(Your goal) Pick out each line of the data below that contains the word "surface" and copy it in full.

(Task material)
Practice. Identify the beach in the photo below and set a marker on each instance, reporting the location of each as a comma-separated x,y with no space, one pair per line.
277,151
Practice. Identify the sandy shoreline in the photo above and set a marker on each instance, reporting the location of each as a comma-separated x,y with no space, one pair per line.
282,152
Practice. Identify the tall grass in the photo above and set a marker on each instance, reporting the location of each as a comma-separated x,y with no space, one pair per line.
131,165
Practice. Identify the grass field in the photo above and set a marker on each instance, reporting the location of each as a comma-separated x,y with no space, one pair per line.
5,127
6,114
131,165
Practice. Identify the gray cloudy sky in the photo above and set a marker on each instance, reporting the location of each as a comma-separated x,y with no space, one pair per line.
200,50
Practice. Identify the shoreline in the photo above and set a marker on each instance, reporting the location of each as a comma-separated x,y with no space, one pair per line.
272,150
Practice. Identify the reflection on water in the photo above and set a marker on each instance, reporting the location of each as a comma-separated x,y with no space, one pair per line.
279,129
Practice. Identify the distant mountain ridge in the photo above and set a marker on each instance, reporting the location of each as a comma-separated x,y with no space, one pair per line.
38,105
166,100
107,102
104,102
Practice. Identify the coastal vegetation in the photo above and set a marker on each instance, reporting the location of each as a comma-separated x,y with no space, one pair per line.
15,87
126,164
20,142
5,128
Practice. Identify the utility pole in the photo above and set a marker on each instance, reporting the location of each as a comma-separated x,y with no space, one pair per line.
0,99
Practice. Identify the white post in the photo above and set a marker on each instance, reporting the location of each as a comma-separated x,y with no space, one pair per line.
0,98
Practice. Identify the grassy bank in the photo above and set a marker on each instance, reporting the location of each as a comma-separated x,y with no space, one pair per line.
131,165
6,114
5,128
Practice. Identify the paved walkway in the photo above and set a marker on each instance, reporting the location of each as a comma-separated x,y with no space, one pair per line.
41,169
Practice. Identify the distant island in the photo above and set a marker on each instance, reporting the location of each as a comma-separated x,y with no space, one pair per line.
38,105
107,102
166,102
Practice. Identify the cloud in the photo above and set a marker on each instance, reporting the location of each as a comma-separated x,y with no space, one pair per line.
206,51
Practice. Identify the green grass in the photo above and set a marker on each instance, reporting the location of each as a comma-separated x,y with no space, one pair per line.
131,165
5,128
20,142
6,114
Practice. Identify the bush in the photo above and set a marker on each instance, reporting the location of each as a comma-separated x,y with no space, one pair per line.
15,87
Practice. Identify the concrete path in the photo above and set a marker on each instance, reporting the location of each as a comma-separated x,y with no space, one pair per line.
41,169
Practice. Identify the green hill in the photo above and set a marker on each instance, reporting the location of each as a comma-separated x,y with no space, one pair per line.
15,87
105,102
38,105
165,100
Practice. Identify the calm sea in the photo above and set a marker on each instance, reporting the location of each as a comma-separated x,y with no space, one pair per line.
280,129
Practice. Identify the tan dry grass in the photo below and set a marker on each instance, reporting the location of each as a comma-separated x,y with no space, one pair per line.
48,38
--
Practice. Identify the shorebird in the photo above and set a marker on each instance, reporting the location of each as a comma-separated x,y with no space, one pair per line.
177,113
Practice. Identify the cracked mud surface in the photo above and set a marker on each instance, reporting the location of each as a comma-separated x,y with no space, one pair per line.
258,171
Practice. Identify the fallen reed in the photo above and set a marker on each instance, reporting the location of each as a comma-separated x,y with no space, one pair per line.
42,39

(Output)
Practice. Identify the cracked mud surface in the photo above and set a marker on each instance, reporting the location of each as a comma-separated x,y with no space, one pair per line.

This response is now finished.